Фрагмент текста:
──────────────────────────────
Если его работа произведет на тебя хорошее впечатление, я бы хотел попросить тебя сделать что-нибудь для этого человека. Он знает всю литературу по математике, начиная с римановой геометрии до самых последних публикаций, и мог бы быть идеальным ассистентом для тебя. У него приятная внешность, и он производит впечатление весьма образованного человека. Его адрес: Георг Румер, Ольденбург, Фештунгсграбен, 8…» [1, с. 101]. Письмо датировано 12 августа 1929 г.
А тогда, сразу после разговора, Борн позвал двух своих ассистентов, Гайтлера и Нордхейма, и попросил их помочь Георгу Румеру устроиться в Геттингене. Все трое оказались ровесниками и вскоре стали друзьями. Знакомство началось, конечно, со взаимного прощупывания, в течение получаса они говорили о науке, а потом разговор перешел на самые разные темы.
Следуя заданию Борна, молодые люди отправились через весь город искать Румеру жилище. По дороге Нордхейм и Гайтлер наперебой рассказывали молодому русскому, что это за город Геттинген. Здесь лучшие книжные магазины Европы, прекрасные концерты, Бах, Гайдн и изумительные пирожные. Город состоит в основном из студентов, мелких лавочников, квартирных хозяек и нобелевских лауреатов.
Долгое время Геттинген оставался неизменным. Довольные своей жизнью, бюргеры этого тихого городка не очень стремились к буйным новшествам XX в. Им нравился их город, ландшафт, им нравились их собственные дома и маленькие винные погреба, «где отличное пиво». И это чувствовалось во всем. И в том, как они благодушно разговаривали с иностранцами, которые не знали немецкого языка и стремились вникнуть в секрет этого удивительного города, и в том, как они заходили в пивные погреба для того, чтобы выпить кружку пива, и в том, как насмешливо они смотрели на парочку автомобилей, появившихся в городе, уверенные, что этим чудным изобретениям больного ума никогда не выдержать конкуренции с живыми лошадьми.
──────────────────────────────
Предоставленные записи:
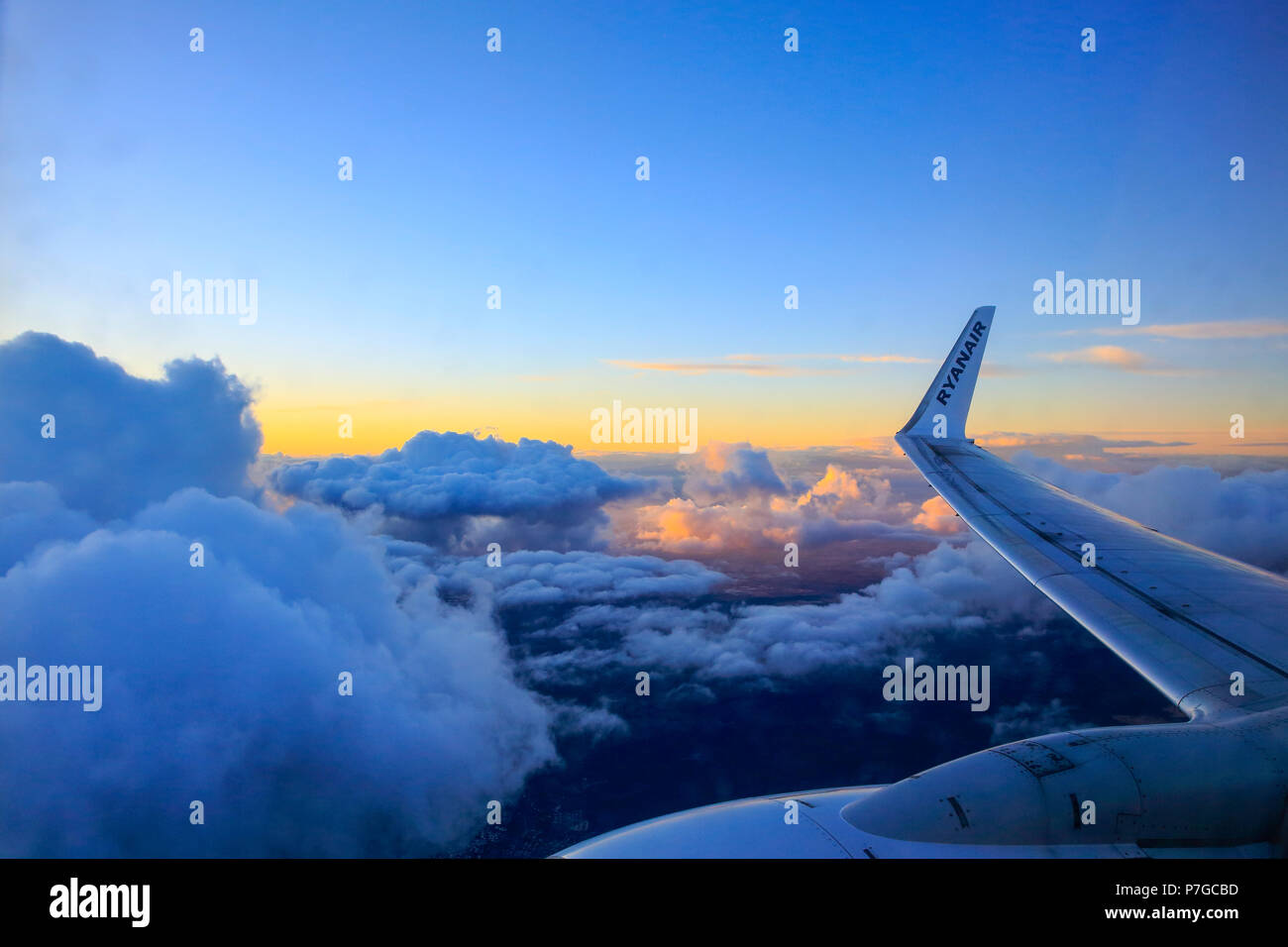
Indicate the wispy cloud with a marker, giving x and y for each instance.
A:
(1107, 356)
(1225, 329)
(764, 364)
──────────────────────────────
Задания:
#1 Извлеките полностью и без единого изменения фрагмент о Георге Румере и Геттингене.
#2 Перепишите все записи, заменив «wispy cloud» на «thin cloud» и сохранив остальное без изменений. Картинки в ответ не включайте.

Ответы:
#1
Если его работа произведет на тебя хорошее впечатление, я бы хотел попросить тебя сделать что-нибудь для этого человека. Он знает всю литературу по математике, начиная с римановой геометрии до самых последних публикаций, и мог бы быть идеальным ассистентом для тебя. У него приятная внешность, и он производит впечатление весьма образованного человека. Его адрес: Георг Румер, Ольденбург, Фештунгсграбен, 8…» [1, с. 101]. Письмо датировано 12 августа 1929 г.
А тогда, сразу после разговора, Борн позвал двух своих ассистентов, Гайтлера и Нордхейма, и попросил их помочь Георгу Румеру устроиться в Геттингене. Все трое оказались ровесниками и вскоре стали друзьями. Знакомство началось, конечно, со взаимного прощупывания, в течение получаса они говорили о науке, а потом разговор перешел на самые разные темы.
Следуя заданию Борна, молодые люди отправились через весь город искать Румеру жилище. По дороге Нордхейм и Гайтлер наперебой рассказывали молодому русскому, что это за город Геттинген. Здесь лучшие книжные магазины Европы, прекрасные концерты, Бах, Гайдн и изумительные пирожные. Город состоит в основном из студентов, мелких лавочников, квартирных хозяек и нобелевских лауреатов.
Долгое время Геттинген оставался неизменным. Довольные своей жизнью, бюргеры этого тихого городка не очень стремились к буйным новшествам XX в. Им нравился их город, ландшафт, им нравились их собственные дома и маленькие винные погреба, «где отличное пиво». И это чувствовалось во всем. И в том, как они благодушно разговаривали с иностранцами, которые не знали немецкого языка и стремились вникнуть в секрет этого удивительного города, и в том, как они заходили в пивные погреба для того, чтобы выпить кружку пива, и в том, как насмешливо они смотрели на парочку автомобилей, появившихся в городе, уверенные, что этим чудным изобретениям больного ума никогда не выдержать конкуренции с живыми лошадьми.

#2
Indicate the thin cloud with a marker, giving x and y for each instance.
A:
(1107, 356)
(1225, 329)
(764, 364)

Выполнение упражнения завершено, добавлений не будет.